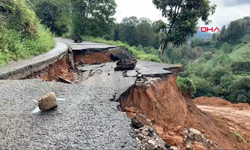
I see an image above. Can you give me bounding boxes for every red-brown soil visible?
[194,97,250,148]
[119,75,250,149]
[194,97,249,110]
[26,55,77,82]
[74,50,121,65]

Your goal:
Give back each entry verbatim but drop its pictures.

Reply:
I see an image above. Can you give me bounding boxes for every red-brown soil visible?
[194,97,250,148]
[119,75,250,149]
[194,97,249,110]
[26,55,77,82]
[74,50,121,65]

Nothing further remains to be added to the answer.